(Records excerpted from a collection)
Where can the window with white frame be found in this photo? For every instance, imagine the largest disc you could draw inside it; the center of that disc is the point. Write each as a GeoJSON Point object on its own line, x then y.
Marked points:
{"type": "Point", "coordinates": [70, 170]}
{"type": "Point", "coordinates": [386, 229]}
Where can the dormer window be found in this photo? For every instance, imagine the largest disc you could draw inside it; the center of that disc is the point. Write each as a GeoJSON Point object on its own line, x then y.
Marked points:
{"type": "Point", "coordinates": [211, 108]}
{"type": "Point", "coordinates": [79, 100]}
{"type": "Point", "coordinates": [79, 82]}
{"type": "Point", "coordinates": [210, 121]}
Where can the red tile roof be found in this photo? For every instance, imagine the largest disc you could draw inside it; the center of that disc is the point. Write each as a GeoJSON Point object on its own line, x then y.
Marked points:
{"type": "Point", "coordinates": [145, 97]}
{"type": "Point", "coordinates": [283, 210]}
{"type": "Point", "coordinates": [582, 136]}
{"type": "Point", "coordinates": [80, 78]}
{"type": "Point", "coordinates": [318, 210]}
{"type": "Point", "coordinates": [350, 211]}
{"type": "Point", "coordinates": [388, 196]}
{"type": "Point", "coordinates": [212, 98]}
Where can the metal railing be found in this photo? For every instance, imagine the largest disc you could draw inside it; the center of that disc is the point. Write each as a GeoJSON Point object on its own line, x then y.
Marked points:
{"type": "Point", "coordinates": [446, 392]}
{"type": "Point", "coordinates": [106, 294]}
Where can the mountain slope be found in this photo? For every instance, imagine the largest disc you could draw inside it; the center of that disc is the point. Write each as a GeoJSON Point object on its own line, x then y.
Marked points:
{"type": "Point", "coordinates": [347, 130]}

* [YOUR INSTRUCTIONS]:
Print every line of the data above verbatim, with no changes.

* [WRITTEN REPLY]:
Where can the window with white frame be found in this photo? For every instance, imagine the largest disc you could draw inside it; the center of that disc is the point. Write each as a GeoJSON Point object on its own line, x then y.
Marked points:
{"type": "Point", "coordinates": [70, 170]}
{"type": "Point", "coordinates": [386, 229]}
Where can the dormer window be found in this photo? For every instance, imagine the largest disc you could draw inside it; the center of that disc is the point. Write each as a GeoJSON Point object on its own line, x then y.
Marked points:
{"type": "Point", "coordinates": [211, 108]}
{"type": "Point", "coordinates": [79, 100]}
{"type": "Point", "coordinates": [79, 82]}
{"type": "Point", "coordinates": [210, 121]}
Where can the red tile roof be found in this photo? For every instance, imagine the largest disc you could draw inside it; the center of that disc is the point. Write each as a GeoJSON Point object on its own line, x then y.
Marked points:
{"type": "Point", "coordinates": [145, 97]}
{"type": "Point", "coordinates": [283, 210]}
{"type": "Point", "coordinates": [582, 136]}
{"type": "Point", "coordinates": [80, 78]}
{"type": "Point", "coordinates": [318, 210]}
{"type": "Point", "coordinates": [350, 211]}
{"type": "Point", "coordinates": [388, 196]}
{"type": "Point", "coordinates": [212, 98]}
Where can the metal railing be found in this photo? For every instance, imagine the largest disc you could draw inside it; the center of that disc is the point. Write each as a GeoJSON Point object on its own line, x then y.
Marked points:
{"type": "Point", "coordinates": [446, 392]}
{"type": "Point", "coordinates": [106, 294]}
Where can the mountain slope be found in this photo? For every instance, imagine the largest disc you could draw inside it; the center of that disc is the point. Write each as a GeoJSON Point object on its own line, x then y.
Marked points:
{"type": "Point", "coordinates": [347, 130]}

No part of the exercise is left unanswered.